(Rows from a dataset)
★ ★ ★ ★

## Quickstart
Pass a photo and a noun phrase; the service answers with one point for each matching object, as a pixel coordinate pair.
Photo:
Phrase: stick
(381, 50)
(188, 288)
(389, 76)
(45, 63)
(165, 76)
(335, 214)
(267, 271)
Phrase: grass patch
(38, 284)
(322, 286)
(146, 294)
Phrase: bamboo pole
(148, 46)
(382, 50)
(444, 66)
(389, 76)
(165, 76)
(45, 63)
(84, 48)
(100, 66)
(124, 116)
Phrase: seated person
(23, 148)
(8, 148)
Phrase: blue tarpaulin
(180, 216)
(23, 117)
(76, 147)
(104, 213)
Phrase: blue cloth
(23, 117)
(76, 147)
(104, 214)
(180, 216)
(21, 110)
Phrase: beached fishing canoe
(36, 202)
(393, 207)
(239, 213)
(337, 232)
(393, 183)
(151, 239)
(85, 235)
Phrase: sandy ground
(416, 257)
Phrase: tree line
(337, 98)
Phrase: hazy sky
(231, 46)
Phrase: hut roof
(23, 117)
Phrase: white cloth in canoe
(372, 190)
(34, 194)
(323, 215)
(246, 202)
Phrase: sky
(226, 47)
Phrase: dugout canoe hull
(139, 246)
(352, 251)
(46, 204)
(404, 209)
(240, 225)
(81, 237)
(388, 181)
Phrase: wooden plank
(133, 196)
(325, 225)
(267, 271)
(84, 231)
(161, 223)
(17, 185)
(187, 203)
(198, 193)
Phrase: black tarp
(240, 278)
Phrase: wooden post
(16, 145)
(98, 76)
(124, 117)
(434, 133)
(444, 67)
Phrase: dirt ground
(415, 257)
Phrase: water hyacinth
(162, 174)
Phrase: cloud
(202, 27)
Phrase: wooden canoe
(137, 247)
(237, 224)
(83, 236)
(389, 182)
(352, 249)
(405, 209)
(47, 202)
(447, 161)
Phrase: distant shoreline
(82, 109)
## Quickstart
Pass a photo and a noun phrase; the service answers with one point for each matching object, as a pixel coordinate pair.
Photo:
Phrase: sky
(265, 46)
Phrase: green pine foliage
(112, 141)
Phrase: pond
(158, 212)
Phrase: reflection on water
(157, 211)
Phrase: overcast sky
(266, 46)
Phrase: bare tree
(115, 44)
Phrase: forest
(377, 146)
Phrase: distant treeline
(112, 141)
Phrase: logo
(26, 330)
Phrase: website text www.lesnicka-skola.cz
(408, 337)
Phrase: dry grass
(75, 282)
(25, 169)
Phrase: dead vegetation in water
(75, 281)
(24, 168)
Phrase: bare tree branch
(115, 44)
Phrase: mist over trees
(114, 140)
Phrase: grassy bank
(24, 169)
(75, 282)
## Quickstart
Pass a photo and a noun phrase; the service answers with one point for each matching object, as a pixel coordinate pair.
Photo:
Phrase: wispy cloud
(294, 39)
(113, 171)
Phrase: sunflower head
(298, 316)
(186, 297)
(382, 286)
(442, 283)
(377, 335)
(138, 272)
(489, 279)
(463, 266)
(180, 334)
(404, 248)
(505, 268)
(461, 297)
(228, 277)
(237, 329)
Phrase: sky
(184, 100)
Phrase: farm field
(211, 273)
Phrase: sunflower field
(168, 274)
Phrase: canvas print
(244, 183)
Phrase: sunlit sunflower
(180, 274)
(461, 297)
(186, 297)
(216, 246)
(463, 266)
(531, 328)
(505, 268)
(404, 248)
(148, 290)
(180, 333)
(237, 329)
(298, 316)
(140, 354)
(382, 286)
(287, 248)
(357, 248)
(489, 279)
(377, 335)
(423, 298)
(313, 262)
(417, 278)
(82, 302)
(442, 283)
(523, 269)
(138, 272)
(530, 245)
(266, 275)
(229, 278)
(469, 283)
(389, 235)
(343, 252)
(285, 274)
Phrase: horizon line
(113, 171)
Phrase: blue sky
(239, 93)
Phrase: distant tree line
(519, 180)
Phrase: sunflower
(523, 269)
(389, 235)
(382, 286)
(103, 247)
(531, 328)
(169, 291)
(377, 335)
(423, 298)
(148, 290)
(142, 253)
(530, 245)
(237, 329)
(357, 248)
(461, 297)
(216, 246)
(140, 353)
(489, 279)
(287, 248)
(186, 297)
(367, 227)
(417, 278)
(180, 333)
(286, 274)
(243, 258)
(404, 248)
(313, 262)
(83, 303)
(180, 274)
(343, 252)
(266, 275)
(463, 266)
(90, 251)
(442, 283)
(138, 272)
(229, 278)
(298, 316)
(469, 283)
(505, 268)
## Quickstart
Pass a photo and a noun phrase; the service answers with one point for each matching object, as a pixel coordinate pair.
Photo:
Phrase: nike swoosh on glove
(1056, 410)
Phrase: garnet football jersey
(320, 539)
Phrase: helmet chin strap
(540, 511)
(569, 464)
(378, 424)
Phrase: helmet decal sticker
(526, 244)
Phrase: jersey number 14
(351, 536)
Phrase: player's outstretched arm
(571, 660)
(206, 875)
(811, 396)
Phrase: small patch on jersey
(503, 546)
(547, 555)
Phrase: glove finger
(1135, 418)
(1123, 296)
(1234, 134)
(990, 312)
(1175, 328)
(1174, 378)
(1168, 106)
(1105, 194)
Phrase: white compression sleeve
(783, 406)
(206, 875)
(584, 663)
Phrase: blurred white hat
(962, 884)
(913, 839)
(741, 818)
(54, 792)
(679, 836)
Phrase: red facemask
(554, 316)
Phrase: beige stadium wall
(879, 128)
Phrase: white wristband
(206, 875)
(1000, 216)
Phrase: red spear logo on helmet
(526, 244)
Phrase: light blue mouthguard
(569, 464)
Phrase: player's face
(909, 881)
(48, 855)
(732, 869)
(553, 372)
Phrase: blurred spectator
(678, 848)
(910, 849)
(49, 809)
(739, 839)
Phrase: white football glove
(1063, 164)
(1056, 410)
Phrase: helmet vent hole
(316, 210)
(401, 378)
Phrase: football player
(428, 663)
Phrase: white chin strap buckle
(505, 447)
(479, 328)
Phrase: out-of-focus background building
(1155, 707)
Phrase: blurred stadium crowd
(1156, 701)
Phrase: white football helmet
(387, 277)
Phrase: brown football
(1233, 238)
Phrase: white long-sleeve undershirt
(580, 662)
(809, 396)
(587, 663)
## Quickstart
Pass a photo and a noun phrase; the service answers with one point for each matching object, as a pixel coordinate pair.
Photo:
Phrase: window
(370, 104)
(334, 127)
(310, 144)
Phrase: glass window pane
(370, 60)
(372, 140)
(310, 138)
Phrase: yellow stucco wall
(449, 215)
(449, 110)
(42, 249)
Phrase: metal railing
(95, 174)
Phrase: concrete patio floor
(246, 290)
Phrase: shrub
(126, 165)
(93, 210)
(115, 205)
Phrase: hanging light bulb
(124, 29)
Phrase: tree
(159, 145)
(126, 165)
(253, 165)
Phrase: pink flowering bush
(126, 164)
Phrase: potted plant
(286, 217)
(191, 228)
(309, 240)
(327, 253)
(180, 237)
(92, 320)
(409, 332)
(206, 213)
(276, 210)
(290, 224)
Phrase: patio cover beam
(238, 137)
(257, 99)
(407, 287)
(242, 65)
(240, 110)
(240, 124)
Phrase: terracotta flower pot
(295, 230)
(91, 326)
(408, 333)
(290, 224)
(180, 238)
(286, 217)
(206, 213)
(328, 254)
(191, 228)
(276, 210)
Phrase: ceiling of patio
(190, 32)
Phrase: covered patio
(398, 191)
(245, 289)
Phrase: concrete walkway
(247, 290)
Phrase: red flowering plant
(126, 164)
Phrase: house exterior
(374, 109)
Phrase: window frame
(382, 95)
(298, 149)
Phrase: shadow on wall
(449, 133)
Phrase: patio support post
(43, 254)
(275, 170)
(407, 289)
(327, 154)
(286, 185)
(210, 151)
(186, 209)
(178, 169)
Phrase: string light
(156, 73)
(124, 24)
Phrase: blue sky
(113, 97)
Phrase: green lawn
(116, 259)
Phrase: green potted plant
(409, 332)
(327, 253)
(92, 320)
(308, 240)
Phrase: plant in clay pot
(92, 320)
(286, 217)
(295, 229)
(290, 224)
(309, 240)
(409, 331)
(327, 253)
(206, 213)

★ ★ ★ ★

Prompt:
Rename "patio" to "terrace" in the stretch of rows from the line containing "Phrase: shrub" through the end of the rows, and give that stretch again with everything else unchanged.

Answer to this exercise:
Phrase: shrub
(126, 165)
(93, 210)
(115, 205)
Phrase: hanging light bulb
(124, 29)
Phrase: tree
(159, 145)
(126, 165)
(253, 165)
Phrase: pink flowering bush
(126, 164)
Phrase: potted plant
(286, 217)
(191, 228)
(309, 240)
(327, 253)
(180, 237)
(92, 320)
(409, 332)
(206, 213)
(276, 210)
(290, 224)
Phrase: terrace cover beam
(238, 137)
(257, 99)
(407, 287)
(242, 65)
(240, 110)
(240, 124)
Phrase: terracotta flower pot
(295, 230)
(91, 326)
(408, 333)
(290, 224)
(180, 238)
(286, 217)
(206, 213)
(328, 254)
(191, 228)
(276, 210)
Phrase: ceiling of terrace
(190, 32)
Phrase: covered terrace
(398, 191)
(245, 289)
Phrase: concrete walkway
(247, 290)
Phrase: red flowering plant
(126, 164)
Phrase: house exterior
(374, 109)
Phrase: window frame
(382, 95)
(298, 149)
Phrase: shadow on wall
(449, 133)
Phrase: terrace support post
(43, 254)
(275, 170)
(407, 289)
(327, 154)
(286, 185)
(210, 151)
(186, 209)
(178, 169)
Phrase: string light
(156, 73)
(124, 24)
Phrase: blue sky
(113, 97)
Phrase: green lawn
(116, 259)
Phrase: green potted plant
(409, 332)
(327, 253)
(92, 320)
(308, 240)
Phrase: plant in clay pot
(92, 320)
(286, 217)
(295, 229)
(290, 224)
(309, 240)
(409, 331)
(327, 253)
(206, 213)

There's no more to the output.